Lines of data
»»
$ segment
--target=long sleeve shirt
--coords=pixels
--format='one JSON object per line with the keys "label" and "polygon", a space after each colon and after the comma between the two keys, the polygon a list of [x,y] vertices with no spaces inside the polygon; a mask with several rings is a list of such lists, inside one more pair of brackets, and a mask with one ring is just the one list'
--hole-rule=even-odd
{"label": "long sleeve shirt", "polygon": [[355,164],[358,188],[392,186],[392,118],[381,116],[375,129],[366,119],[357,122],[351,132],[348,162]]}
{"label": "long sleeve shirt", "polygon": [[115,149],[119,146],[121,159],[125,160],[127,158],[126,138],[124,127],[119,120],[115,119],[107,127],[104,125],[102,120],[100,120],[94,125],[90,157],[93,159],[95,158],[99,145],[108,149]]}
««
▶ [The problem]: Reproduce each of these records verbatim.

▶ [In response]:
$ segment
--target=long sleeve shirt
--coords=pixels
--format='one JSON object per line with the keys "label" and "polygon", a space after each colon and after the comma between the two keys, the polygon a list of [x,y] vertices with no spaces inside the polygon; a mask with several rings is a list of such lists, inside one more pair of brackets, and a mask with one ring is just the one list'
--hole-rule=even-odd
{"label": "long sleeve shirt", "polygon": [[355,164],[358,188],[392,186],[392,118],[381,116],[375,129],[366,119],[357,122],[351,132],[348,162]]}
{"label": "long sleeve shirt", "polygon": [[115,149],[119,146],[121,159],[125,160],[127,158],[126,138],[124,127],[119,120],[115,119],[107,127],[104,125],[102,120],[100,120],[94,125],[90,157],[93,159],[95,158],[99,145],[108,149]]}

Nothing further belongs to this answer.